A defendant’s conduct is “outrageous” when it is so extreme as to exceed all bounds of that usually tolerated in a civilized community. And the defendant must either intend his or her conduct to inflict injury or engaged in it with the realization that injury will result. Liability for intentional infliction of emotional distress does not extend to mere insults, indignities, threats, annoyances, petty oppressions, or other trivialities. (Hughes v. Pair (2009) 46 Cal.4th 1035, 1050-1051 [citations and quotations omitted].) While those cases say that it is ‘usually’ a question of fact, many cases have dismissed intentional infliction of emotional distress cases on demurrer, concluding that the facts alleged do not amount to outrageous conduct as a matter of law. (See, e.g., Mintz v. Blue Cross of California (2009) 172 Cal.App.4th 1594, 1608–1609; Coleman v. Republic Indemnity Ins. Co. (2005) 132 Cal.App.4th 403, 416–417; Ricard v. Pacific Indemnity (1982) 132 Cal.App.3d 886, 895.)” (Barker v. Fox & Associates (2015) 240 Cal.App.4th 333, 355-356; see CACI 1600, et seq.)

[Dataset records]
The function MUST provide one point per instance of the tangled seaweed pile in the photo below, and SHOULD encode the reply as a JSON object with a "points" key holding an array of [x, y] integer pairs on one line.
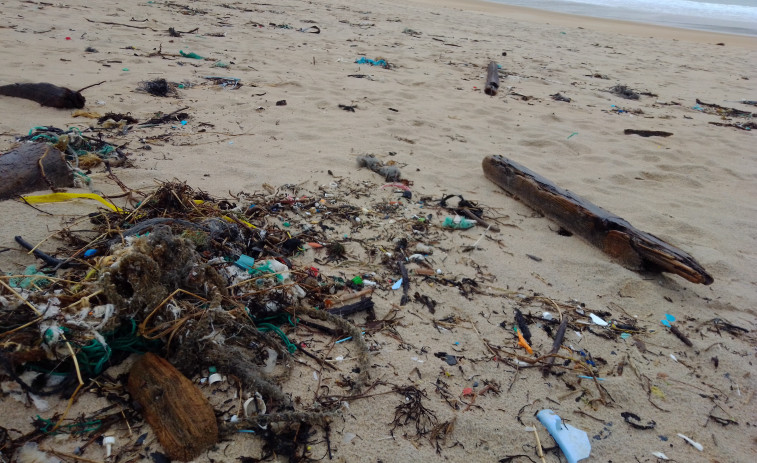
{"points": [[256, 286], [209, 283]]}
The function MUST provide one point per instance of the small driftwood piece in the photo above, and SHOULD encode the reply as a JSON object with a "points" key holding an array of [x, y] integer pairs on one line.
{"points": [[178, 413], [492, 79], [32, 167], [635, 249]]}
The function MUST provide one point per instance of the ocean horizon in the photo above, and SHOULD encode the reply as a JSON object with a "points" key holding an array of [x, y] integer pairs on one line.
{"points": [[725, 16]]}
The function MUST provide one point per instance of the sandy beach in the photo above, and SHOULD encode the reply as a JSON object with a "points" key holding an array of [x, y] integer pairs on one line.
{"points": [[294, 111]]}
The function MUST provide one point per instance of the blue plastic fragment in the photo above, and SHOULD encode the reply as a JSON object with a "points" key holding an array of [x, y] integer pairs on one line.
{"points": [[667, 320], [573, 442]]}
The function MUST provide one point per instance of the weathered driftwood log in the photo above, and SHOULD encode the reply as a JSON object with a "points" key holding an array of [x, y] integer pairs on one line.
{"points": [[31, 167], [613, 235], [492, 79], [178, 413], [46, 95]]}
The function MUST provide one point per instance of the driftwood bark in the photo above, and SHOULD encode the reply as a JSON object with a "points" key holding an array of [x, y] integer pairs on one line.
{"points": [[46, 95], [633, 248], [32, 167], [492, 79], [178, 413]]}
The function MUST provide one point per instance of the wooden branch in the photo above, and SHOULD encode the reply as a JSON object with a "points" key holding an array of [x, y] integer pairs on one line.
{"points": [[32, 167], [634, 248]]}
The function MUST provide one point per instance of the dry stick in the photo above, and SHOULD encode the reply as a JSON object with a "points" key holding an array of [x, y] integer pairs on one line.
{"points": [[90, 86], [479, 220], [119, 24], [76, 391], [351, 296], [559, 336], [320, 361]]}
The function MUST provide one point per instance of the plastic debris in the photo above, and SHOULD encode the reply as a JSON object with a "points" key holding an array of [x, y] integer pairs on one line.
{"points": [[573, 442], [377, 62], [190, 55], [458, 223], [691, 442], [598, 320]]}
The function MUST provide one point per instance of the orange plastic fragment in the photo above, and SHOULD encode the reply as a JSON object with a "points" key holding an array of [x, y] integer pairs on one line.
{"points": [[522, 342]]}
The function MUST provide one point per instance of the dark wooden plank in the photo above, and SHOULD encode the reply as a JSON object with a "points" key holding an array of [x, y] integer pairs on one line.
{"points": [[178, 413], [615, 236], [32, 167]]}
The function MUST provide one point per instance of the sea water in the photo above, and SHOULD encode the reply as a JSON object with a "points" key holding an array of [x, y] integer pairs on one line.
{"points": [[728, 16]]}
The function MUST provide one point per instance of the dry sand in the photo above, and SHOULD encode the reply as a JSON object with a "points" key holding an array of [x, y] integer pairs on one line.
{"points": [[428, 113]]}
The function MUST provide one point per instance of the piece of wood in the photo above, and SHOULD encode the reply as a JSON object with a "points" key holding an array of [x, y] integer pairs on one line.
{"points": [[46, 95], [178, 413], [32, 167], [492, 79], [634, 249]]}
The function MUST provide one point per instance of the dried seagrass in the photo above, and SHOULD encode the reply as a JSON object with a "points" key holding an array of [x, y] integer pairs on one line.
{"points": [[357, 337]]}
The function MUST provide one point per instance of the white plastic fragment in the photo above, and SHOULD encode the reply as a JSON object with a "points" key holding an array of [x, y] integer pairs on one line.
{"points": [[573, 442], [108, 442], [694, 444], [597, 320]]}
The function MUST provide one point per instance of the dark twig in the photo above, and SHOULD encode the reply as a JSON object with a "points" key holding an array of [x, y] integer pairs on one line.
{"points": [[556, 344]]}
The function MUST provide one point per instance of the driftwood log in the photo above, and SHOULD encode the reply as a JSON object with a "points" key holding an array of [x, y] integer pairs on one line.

[The request]
Please answer these questions using the passage on intentional infliction of emotional distress above:
1. When is a defendant's conduct considered "outrageous"?
2. What does liability for this tort not extend to?
3. At what stage have many cases dismissed such claims?

[Answer to the task]
1. When it is so extreme as to exceed all bounds of that usually tolerated in a civilized community.
2. Mere insults, indignities, threats, annoyances, petty oppressions, or other trivialities.
3. On demurrer.